#### Excerpt provided

TEMPE (May 24, 2011) - Schools were closed, restaurants shuttered and large public gatherings cancelled.
The H1N1 virus was new, and most of the cases occurred among young people. Health professionals and scientists weren't sure at the onset what the world would encounter with the virus.
Social distancing measures were enacted in Mexico where the pandemic affected different geographical areas of the country during three distinct waves. During the spring of 2009 when the virus affected the Mexico City area, officials choose to take measures to limit the virus' spread including cancelling large gatherings like soccer games.
New evidence suggests that these measures were effective, according to a new study led by ASU assistant professor Gerardo Chowell-Puente, an investigator for the Fogarty International Center at the National Institutes of Health and an assistant professor in the Arizona State University School of Human Evolution and Social Change in the College of Liberal Arts and Sciences.
The study provides the first comprehensive epidemiological description of the age, geographical and severity pattern of the 2009 pandemic in Mexico. Results of the study will be published in PloS Medicine.
"The interesting finding is that school closures and other social distancing measures during the first wave were associated with a reduction in the transmission rate by approximately 29 to 37 percent," Chowell said. "That is a significant change for a rapidly disseminating pandemic virus." Approximately 1,500 deaths were directly attributed to H1N1 flu in Mexico during 2009, he added.
In addition, hospitalization rates declined from about 70 percent to 10 percent during the period when schools closed and other social distancing measures enacted. Results of the study were calculated by applying mathematical modeling to influenza surveillance data compiled by the Mexican Institute for Social Security, a private health system representing 40 percent of the population.

########
#### Record extracts

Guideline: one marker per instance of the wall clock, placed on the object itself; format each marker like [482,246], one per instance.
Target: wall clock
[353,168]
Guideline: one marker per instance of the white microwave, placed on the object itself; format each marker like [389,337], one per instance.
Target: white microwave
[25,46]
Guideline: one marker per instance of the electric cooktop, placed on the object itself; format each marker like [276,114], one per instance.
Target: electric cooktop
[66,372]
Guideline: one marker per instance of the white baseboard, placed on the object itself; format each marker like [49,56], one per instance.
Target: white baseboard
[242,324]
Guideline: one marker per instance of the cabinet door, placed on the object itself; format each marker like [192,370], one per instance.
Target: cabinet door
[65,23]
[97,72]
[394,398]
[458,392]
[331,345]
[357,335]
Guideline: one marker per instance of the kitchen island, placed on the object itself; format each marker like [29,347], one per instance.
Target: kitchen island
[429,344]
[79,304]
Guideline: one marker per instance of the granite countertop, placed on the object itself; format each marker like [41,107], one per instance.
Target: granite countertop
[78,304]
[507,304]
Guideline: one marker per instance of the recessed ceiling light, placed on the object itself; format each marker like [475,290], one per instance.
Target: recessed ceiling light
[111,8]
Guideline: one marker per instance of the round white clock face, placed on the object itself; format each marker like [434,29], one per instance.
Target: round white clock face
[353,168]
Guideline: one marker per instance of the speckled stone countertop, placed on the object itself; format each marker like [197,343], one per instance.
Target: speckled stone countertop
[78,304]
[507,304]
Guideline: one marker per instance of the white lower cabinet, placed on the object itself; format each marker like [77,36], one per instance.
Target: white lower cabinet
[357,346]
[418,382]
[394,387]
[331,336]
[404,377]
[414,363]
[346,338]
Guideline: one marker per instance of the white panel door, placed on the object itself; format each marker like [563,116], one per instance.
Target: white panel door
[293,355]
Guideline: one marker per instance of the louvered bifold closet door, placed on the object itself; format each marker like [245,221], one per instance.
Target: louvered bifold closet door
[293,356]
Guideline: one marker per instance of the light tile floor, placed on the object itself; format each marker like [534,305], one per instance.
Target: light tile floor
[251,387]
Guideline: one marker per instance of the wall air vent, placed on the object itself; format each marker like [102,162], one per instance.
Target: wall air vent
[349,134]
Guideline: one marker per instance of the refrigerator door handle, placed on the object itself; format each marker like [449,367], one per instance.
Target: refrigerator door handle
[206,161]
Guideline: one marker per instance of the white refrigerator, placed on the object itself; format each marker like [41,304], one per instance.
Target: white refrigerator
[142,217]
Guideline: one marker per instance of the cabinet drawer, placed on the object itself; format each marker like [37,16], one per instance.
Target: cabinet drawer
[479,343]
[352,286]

########

Continue the news report on the study of the 2009 H1N1 pandemic in Mexico, starting after its last sentence about the Mexican Institute for Social Security surveillance data.

"We found a significant effect from the social distancing interventions that could help mitigate the impact of future pandemics by relieving the burden on hospitals," Chowell said. "The peak of the pandemic could be pushed farther away so that health officials can prepare with pharmaceuticals and anti-virals. A vaccine could potentially be developed during that time."
More young people were affected by the H1N1 virus since older people had some immunity after a similar strain circulated years ago.
"There were a significant number of young people with severe respiratory disease particularly during the early pandemic phase," Chowell said.
Researchers also examined how the virus spread spatially, identifying three H1N1 waves with the first cases primarily around the Mexico City metropolis in spring of 2009 and the second summer wave in southeastern Mexico. The third wave was more widespread throughout the country and coincided with the start of school during the fall.
Findings from the study have implications for improving preparedness plans in future pandemics, said Chowell, who noted that in a previous pandemic in the 19th century, the majority of deaths occurred two years after the initial wave.
"We must remain vigilant and continue to monitor the circulation and health burden of this flu virus in the coming years," he added.
The study is a collaborative effort by Fogarty International Center (the international component of the National Institutes of Health), Arizona State University and colleagues at the Mexican Institute for Social Security.